--- begin Records to process ---

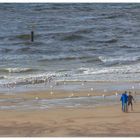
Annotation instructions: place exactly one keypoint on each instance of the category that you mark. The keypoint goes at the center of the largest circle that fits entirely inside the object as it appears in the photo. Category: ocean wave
(119, 60)
(32, 79)
(72, 37)
(113, 40)
(63, 57)
(112, 70)
(16, 70)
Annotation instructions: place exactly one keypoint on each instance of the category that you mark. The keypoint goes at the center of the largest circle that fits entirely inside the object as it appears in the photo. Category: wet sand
(70, 122)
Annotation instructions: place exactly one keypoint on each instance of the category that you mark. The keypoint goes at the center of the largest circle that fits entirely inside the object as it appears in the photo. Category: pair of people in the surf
(126, 101)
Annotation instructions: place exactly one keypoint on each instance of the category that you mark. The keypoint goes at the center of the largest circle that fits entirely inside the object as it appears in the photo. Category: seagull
(71, 95)
(36, 98)
(105, 90)
(82, 84)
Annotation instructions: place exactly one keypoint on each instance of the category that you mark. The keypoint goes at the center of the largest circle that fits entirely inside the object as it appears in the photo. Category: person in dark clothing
(130, 100)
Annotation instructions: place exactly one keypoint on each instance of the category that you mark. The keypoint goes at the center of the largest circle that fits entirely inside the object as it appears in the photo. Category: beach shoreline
(102, 121)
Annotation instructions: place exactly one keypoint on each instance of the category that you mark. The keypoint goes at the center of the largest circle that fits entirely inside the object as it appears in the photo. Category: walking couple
(126, 101)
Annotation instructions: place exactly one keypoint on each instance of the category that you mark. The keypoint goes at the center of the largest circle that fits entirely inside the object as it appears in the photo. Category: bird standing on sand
(88, 94)
(36, 98)
(71, 95)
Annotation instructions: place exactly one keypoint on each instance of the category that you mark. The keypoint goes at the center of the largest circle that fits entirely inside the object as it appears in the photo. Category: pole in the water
(32, 36)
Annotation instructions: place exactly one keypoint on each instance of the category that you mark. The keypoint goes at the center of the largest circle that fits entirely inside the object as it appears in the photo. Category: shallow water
(98, 42)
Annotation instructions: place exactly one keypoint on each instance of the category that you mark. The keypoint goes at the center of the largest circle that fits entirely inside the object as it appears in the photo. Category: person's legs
(123, 107)
(131, 106)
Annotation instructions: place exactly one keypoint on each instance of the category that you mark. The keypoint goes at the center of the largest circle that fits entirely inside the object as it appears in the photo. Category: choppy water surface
(98, 42)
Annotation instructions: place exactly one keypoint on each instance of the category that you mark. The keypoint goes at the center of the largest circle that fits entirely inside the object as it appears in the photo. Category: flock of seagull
(64, 83)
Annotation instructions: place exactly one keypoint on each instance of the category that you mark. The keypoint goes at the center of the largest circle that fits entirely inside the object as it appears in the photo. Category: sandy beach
(98, 121)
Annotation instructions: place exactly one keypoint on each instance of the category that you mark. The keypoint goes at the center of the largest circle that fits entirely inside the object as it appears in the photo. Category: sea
(77, 46)
(73, 42)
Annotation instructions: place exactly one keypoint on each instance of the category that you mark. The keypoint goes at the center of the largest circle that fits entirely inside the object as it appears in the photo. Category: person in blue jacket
(124, 100)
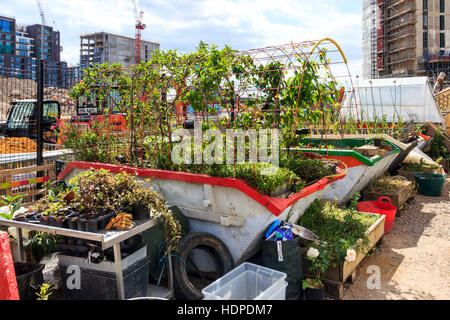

--- end Records to process ---

### Request
Put all of the material above into a numbered list, one line per entry, with blank lines skipped and the pictures left out.

### Result for this exercise
1. Annotation instructions: place exactly one keypoint on each instance of the category that you mark. The keypoint goes at the center of the largest circle that fits entirely inside the object as it appears in the photo. Category: ocean wave
2. (119, 60)
3. (32, 79)
4. (72, 37)
5. (113, 40)
6. (63, 57)
7. (112, 70)
8. (16, 70)
9. Annotation instructions: place exactly one keypoint on each instance of the category that you mark. The keypoint goes at the center of the largest circle that fits entirely inside the object as it appears in the photo. Category: wet sand
10. (70, 122)
11. Annotation instructions: place exactly one keypoint on each instance of the category that you mark. The keypoint goes at the center of the largest circle that fits entirely inside the object as it appears in the photo. Category: pair of people in the surf
12. (126, 101)
13. Annotation instructions: place exactly one keypoint on each instance of the category that you mark. The keypoint goes at the center of the largest circle that fits entirely inside the object as it appears in the photo. Category: seagull
14. (71, 95)
15. (36, 98)
16. (105, 90)
17. (82, 84)
18. Annotation instructions: place exactly one keypoint on each instance of the category that you mark. The keypoint goes at the center of the largest circle that fits entirely inside the object as it appears in the photo. Category: person in dark clothing
19. (130, 100)
20. Annotation instructions: place exactly one keypoint on each instance of the category that you mark. The keypoint goes at the center of the largest circle that fits entirely inside the object as it appears in the photo. Category: beach shoreline
21. (102, 121)
22. Annotation instructions: place exactly one keypoint on each instance of the category that you mark. The keypoint goes at the center of the largest circle that fits entirely inside the object as it appears in the photo. Category: walking couple
23. (126, 101)
24. Annotation instructions: place exactly one keypoint on each instance of the category that you mark. The keypoint goes at the center of the largest circle that fits entirely inside the object as it appears in the photo. Category: bird standing on sand
25. (88, 94)
26. (36, 98)
27. (71, 95)
28. Annotation instructions: place exactly one keypoint on each instance of the category that you mark. The keypoint goes at the center of the largest circle that fits entirely inside the object as it appears in the photo. Category: pole in the water
29. (32, 36)
30. Annotation instructions: place exactly one keypoint on each instance of the category that you mark. The keypoint goes at the center of the largest circle that fits entirely inside the object as it appears in the photo. Category: shallow water
31. (98, 42)
32. Annotation instructions: place exactly one keypoint on each instance of the category that you mark. The keypoint goes at the center of the largest circle that fits entirely inside the object as it appears in the photo. Category: person's legs
33. (123, 107)
34. (131, 106)
35. Annotation instructions: place exactly one keypoint on each instance of the category that you mark. The keypoint goes at the center of the largest circle that fits entirely inside the object as it appears in the photo. Category: choppy water surface
36. (98, 42)
37. Annotation instructions: place exactly one keypoint on each instance of the category that you mark. The keypoint goes at the center of the largest circle that fits entirely inside the object as it appears in the photo. Category: flock of seagull
38. (64, 83)
39. Annotation instructions: place exactly one keypoint on each instance of the category that you mark. The keypoint goes at the center of the largest circle that fits entirely inside the object as it appears in the photo. Category: sandy beach
40. (98, 121)
41. Annotation instructions: place exactly one keypoint on each instance of the category that you mark. The keypoint goes at the center of the largest circle that fits entirely inside the object as it appears in the photo. Category: sea
42. (77, 46)
43. (73, 42)
44. Annotation instructions: place exactly one keypoint on each instance of the category that you mark. The keypoint goes at the center of the largest circle that fits entirely inside the object as it appears in the photo. Category: person in blue jacket
45. (124, 100)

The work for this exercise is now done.